Roman Kühn: Ich bin Projektleiter in der Firma Ed. Züblin AG, Direktion Karlsruhe. Wir sind mit den Rohbauarbeiten für Modul 1 beauftragt. Zu den beauftragten Leistungen gehören neben den Beton-, Schal- und Bewehrungsarbeiten die Erstellung der tiefen Baugrube sowie Tiefbau-gehörige Erdarbeiten.
Hat Sie persönlich etwas an diesem Projekt gereizt?
Dieses Projekt ist für mich aus mehreren Gründen spannend. Wir begleiten es schon sehr lange; angefangen hat es mit dem Auftrag zur Herstellung der neuen Tiefgaragen-Zu- und Ausfahrts-Rampen und weiterführend mit dem Bau des Eingangsprovisoriums. Für jemanden, der im Bauwesen tätig ist, ist es auch immer etwas Besonderes an einem Bau, an einem Schauspielhaus, mitten in der Stadt Karlsruhe mit- wirken zu dürfen.
Der Entwurf des Schauspielhauses, an dem Sie arbeiten, stammt aus den 60er-Jahren – und ein solcher Gebäudeteil, unter anderem für das Kleine Haus, für den Sie nun im Rohbau verantwortlich sind, war im damaligen Entwurf bereits vorgesehen …
Genau, ein eigener Gebäudeteil für das Kleine Haus war schon im ursprünglichen Entwurf von Helmut Bätzner vorgesehen, wurde aber nicht realisiert. Das verleiht dem Projekt einen besonderen historischen Hintergrund.

ZIELSETZUNG: Von wem stammte laut dem Seitenauszug der ursprüngliche Entwurf, in dem ein eigener Gebäudeteil für das Kleine Haus bereits vorgesehen war?

ANGEZEIGTE EINTRÄGE:
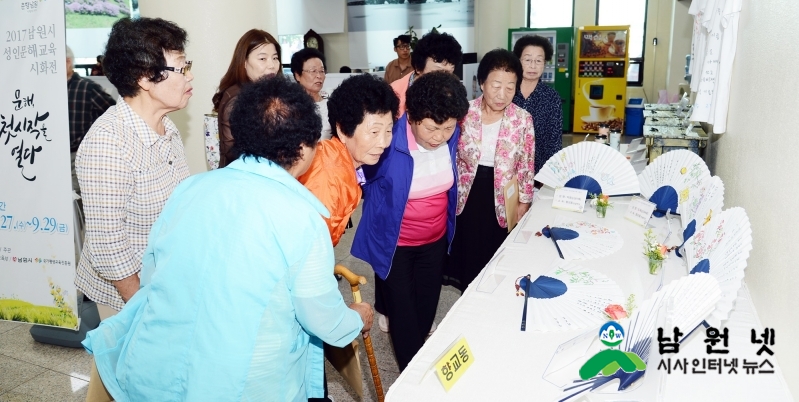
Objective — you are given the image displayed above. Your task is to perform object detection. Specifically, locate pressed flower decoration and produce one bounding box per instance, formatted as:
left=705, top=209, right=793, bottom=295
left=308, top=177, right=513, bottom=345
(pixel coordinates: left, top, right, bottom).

* * *

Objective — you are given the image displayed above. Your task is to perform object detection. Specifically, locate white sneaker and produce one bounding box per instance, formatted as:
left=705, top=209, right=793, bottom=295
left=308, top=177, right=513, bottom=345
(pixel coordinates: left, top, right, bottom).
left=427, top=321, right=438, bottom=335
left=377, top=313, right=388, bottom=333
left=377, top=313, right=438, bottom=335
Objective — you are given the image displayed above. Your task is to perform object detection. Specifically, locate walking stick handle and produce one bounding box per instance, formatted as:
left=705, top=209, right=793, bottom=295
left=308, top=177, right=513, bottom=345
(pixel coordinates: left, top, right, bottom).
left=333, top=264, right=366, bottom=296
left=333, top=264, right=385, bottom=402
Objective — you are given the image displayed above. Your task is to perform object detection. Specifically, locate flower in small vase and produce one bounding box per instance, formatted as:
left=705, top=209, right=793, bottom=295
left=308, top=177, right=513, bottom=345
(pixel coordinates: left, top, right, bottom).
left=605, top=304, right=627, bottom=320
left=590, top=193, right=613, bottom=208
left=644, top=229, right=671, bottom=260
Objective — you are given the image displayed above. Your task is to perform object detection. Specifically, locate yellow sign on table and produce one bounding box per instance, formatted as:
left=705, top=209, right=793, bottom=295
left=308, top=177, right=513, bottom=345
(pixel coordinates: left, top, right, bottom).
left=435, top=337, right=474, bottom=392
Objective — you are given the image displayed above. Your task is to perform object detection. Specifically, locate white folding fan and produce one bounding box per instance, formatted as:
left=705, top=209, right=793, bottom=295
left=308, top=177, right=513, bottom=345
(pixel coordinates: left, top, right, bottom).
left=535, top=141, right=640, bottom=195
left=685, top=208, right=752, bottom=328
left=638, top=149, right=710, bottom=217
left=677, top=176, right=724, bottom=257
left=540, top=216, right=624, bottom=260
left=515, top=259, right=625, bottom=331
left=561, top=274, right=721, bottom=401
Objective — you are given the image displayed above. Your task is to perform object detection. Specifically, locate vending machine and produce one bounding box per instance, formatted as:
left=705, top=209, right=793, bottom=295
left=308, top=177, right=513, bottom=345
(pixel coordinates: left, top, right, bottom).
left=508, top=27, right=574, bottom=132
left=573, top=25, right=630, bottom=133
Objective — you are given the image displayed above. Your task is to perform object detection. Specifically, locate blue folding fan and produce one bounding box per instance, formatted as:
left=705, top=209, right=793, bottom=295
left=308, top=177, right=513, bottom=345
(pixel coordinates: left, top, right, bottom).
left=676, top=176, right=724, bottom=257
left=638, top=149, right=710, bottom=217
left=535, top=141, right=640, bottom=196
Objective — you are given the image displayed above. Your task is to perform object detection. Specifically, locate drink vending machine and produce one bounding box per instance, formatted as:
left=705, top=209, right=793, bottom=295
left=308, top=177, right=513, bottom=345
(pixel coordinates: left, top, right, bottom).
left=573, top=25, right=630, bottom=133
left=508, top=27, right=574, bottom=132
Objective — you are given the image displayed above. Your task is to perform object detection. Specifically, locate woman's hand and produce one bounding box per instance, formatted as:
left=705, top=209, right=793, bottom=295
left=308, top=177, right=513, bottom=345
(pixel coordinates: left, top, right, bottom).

ANTWORT: Von Helmut Bätzner.